_Text provided:_
For the AAA tool to run, you'll need to provide both a training and test set. Both sets should be in the form:

data_split = [list of posts, list of labels, list of any extra information your model might use]

Therefore, the i^th element of each list will contain information regarding the i^th instance in the split. Labels are assumed to be binary, with 1 corresponding to the abusive class, and 0 to the non-abusive class.

Replicating the Experiments from the AAA Paper

For details on how to replicate the experiments in the AAA paper, click here.

Setup

Within the Adversifier directory run the following command:

./setup.sh

If willing to replicate our results with the BERT_MOZ or BERT_KEN models, you'll need to install the transformers library:

pip3 install transformers

All the files' paths (e.g., data files, models' checkpoints) are specified within the info/info.py file. Customise this file to meet your needs.

Computing the AAA score for the supported models

To replicate the experiments reported in the AAA paper, download the data files and models' checkpoints as described below, and run the following command:

python3 main.py

Datasets

For the AAA tool to run, you'll need to provide both a training and test set. Both sets should be in the form:

data_split = [list of posts, list of labels, list of any extra information your model might use]

Therefore, the i^th element of each list will contain information regarding the i^th instance in the split. Labels are assumed to be binary, with 1 corresponding to the abusive class, and 0 to the non-abusive class.

_What you need to do:_ Reproduce the AAA tool setup text above word for word, from start to finish.

_Labeled-object pointing entries:_
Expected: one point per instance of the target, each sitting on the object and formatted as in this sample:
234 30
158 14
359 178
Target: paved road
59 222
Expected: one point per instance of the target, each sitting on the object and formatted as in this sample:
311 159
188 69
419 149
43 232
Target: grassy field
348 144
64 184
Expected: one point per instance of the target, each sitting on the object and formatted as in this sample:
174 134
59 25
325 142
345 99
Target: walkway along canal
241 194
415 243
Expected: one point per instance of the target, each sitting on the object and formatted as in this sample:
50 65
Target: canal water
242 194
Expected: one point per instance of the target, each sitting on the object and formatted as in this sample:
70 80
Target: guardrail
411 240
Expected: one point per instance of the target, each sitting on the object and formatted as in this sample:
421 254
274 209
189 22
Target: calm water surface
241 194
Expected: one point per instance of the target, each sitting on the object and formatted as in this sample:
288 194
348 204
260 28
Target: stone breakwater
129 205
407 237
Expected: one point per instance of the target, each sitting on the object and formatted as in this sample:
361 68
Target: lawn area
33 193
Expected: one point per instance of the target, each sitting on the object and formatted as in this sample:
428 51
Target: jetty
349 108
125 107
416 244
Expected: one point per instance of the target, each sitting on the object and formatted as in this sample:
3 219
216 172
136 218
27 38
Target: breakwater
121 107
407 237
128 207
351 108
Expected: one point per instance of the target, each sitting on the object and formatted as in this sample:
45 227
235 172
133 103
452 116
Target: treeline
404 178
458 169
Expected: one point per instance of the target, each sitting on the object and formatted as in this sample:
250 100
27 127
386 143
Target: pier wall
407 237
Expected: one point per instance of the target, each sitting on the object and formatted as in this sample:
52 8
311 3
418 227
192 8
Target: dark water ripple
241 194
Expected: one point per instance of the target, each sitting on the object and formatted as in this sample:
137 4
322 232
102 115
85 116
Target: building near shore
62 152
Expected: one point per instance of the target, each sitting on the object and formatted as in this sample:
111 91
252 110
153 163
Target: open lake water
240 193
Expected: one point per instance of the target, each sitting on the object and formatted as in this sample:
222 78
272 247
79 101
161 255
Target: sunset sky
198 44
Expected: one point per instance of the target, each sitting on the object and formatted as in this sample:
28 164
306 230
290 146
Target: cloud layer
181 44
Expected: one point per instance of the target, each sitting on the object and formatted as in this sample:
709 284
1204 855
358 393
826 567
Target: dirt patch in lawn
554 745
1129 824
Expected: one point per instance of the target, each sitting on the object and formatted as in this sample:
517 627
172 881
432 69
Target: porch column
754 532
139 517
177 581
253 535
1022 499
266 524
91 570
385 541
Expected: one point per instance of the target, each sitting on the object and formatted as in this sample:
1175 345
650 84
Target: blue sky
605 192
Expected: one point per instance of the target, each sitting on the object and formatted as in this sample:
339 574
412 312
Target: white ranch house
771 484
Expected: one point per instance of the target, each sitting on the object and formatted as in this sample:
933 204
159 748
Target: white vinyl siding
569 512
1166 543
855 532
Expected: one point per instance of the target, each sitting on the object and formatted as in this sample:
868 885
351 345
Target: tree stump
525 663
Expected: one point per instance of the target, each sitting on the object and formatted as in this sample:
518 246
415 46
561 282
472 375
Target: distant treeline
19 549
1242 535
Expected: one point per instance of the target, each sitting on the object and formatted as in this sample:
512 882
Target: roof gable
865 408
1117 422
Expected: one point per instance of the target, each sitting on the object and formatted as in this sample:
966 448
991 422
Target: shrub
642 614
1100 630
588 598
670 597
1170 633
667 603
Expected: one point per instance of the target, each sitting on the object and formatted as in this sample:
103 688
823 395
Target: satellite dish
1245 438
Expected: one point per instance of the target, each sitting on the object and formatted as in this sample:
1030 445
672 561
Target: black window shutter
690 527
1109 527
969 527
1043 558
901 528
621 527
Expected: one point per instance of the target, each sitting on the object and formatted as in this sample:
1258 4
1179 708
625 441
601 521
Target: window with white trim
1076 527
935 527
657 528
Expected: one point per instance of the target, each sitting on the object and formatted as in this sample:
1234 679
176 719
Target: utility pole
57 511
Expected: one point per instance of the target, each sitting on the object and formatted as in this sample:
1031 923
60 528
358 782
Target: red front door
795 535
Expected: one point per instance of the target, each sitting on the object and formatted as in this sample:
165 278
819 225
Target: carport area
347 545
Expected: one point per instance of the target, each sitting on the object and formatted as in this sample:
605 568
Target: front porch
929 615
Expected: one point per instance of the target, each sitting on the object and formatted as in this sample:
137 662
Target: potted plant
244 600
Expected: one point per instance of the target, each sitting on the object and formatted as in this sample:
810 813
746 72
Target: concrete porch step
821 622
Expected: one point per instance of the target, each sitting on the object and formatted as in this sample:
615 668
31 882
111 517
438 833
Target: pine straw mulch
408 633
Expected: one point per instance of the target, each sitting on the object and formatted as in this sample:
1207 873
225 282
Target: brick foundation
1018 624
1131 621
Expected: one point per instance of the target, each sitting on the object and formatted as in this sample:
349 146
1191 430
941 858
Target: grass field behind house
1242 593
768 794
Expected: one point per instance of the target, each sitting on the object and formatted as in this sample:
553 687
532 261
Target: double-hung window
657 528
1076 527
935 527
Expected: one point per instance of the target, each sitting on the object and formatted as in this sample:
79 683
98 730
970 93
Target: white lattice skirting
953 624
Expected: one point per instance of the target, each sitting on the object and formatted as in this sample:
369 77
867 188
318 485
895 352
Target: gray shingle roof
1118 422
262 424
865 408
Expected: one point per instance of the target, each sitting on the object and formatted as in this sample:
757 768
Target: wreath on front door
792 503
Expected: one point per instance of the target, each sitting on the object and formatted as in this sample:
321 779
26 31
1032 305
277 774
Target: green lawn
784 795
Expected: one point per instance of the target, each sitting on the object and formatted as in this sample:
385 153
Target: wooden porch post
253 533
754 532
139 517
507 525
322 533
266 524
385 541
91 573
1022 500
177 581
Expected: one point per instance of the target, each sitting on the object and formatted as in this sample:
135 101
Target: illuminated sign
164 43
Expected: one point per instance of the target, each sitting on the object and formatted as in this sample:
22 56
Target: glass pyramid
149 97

_Worked solution:_
For the AAA tool to run, you'll need to provide both a training and test set. Both sets should be in the form:

data_split = [list of posts, list of labels, list of any extra information your model might use]

Therefore, the i^th element of each list will contain information regarding the i^th instance in the split. Labels are assumed to be binary, with 1 corresponding to the abusive class, and 0 to the non-abusive class.

Replicating the Experiments from the AAA Paper

For details on how to replicate the experiments in the AAA paper, click here.

Setup

Within the Adversifier directory run the following command:

./setup.sh

If willing to replicate our results with the BERT_MOZ or BERT_KEN models, you'll need to install the transformers library:

pip3 install transformers

All the files' paths (e.g., data files, models' checkpoints) are specified within the info/info.py file. Customise this file to meet your needs.

Computing the AAA score for the supported models

To replicate the experiments reported in the AAA paper, download the data files and models' checkpoints as described below, and run the following command:

python3 main.py

Datasets

For the AAA tool to run, you'll need to provide both a training and test set. Both sets should be in the form:

data_split = [list of posts, list of labels, list of any extra information your model might use]

Therefore, the i^th element of each list will contain information regarding the i^th instance in the split. Labels are assumed to be binary, with 1 corresponding to the abusive class, and 0 to the non-abusive class.